What is required: Reproduce every line from the start of the items through the line containing "1055,402 -> 1074,491", inclusive, leaving the requests unchanged and multiplying each bounding-box coordinate in the answers by 0.7, rounded to whole numbers with halves rounded up. Leave the pictures out of the answer.

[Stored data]
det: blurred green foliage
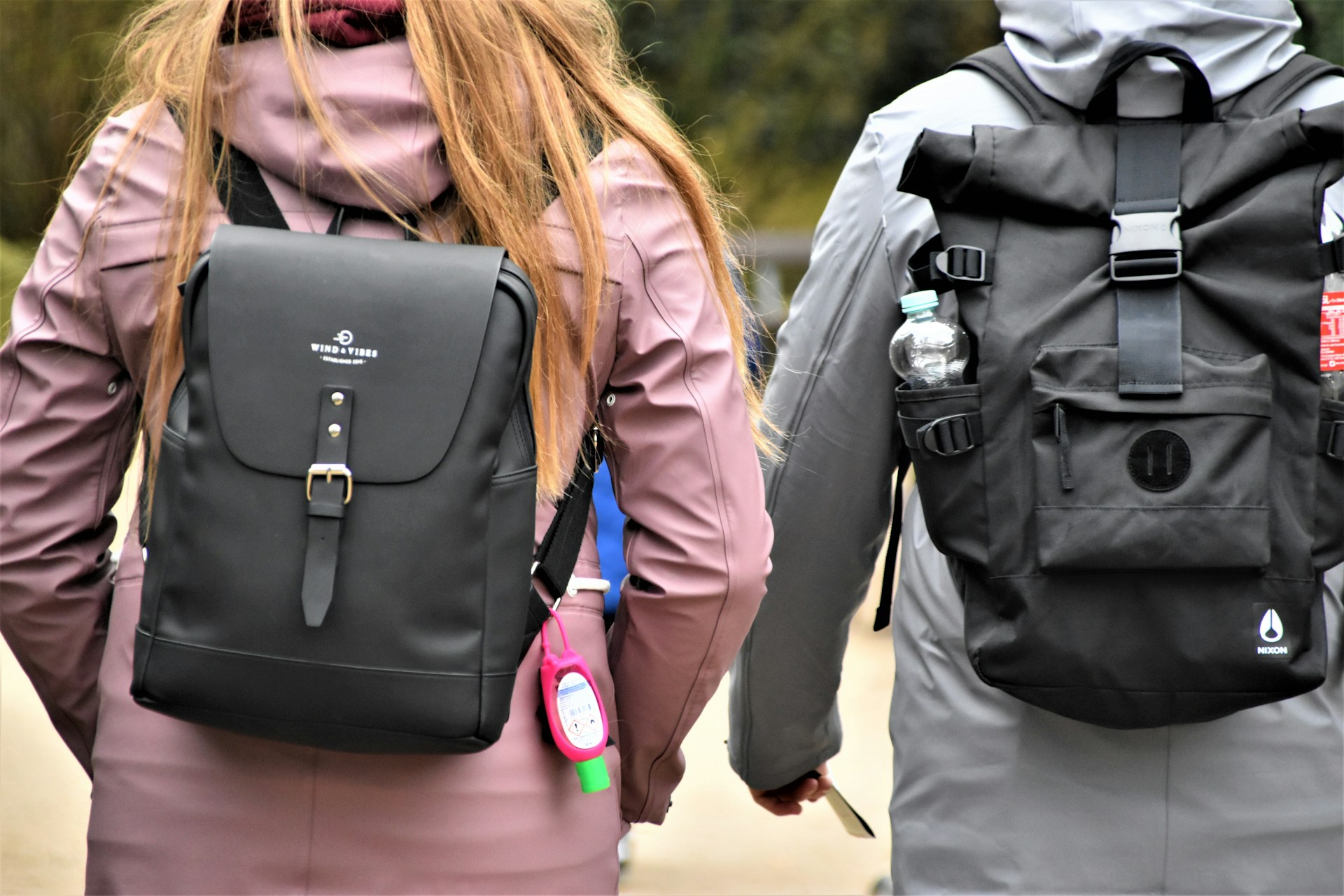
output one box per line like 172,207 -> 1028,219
0,0 -> 1344,241
0,0 -> 143,241
0,239 -> 34,339
613,0 -> 1000,228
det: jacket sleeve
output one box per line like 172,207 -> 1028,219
729,121 -> 932,788
0,118 -> 137,770
598,150 -> 771,823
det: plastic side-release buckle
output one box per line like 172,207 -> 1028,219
916,414 -> 981,456
1110,208 -> 1182,282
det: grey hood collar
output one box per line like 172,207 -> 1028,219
996,0 -> 1302,108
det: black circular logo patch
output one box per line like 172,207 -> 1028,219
1129,430 -> 1189,491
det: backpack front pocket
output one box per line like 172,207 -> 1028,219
1031,345 -> 1273,573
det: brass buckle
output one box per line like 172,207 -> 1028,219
308,463 -> 355,504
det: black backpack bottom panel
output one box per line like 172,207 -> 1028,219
134,630 -> 514,754
957,564 -> 1326,728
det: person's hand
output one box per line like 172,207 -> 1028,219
748,763 -> 832,816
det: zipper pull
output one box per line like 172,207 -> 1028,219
1055,402 -> 1074,491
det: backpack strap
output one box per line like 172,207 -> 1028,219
948,43 -> 1079,125
872,456 -> 910,631
1215,52 -> 1344,120
519,426 -> 603,661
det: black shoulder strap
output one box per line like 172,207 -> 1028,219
1217,52 -> 1344,118
872,444 -> 910,631
948,43 -> 1079,125
523,427 -> 602,655
215,134 -> 289,230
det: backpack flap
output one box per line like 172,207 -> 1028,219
206,225 -> 504,488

Task answer:
det: blurred green foliage
output one box per line like 172,207 -> 1028,219
0,0 -> 941,169
0,0 -> 100,169
0,167 -> 24,237
429,0 -> 700,160
det: jacket sleeve
output one box per line like 172,207 -> 1028,219
510,85 -> 652,552
0,83 -> 96,539
419,105 -> 540,576
det: plastic side-release buckle
output one box per line like 172,207 -> 1028,219
641,290 -> 687,319
777,146 -> 827,197
det: grey hood collar
output one box per line like 172,207 -> 1028,219
697,0 -> 911,76
det: black circular logo patch
output one box per line like 172,207 -> 1028,219
790,301 -> 832,344
det: backpack front pocket
output one box per line like 172,207 -> 1028,219
722,242 -> 891,401
det: brass buckle
output one box per line like 172,207 -> 1028,219
216,324 -> 249,353
det: black backpack bottom panel
output one box per line like 172,207 -> 1028,219
94,441 -> 360,528
670,395 -> 928,510
det: person's hand
output one box per line like 172,207 -> 1028,219
524,534 -> 582,571
det: zipper pull
output one box per line like 172,207 -> 1028,219
739,281 -> 752,344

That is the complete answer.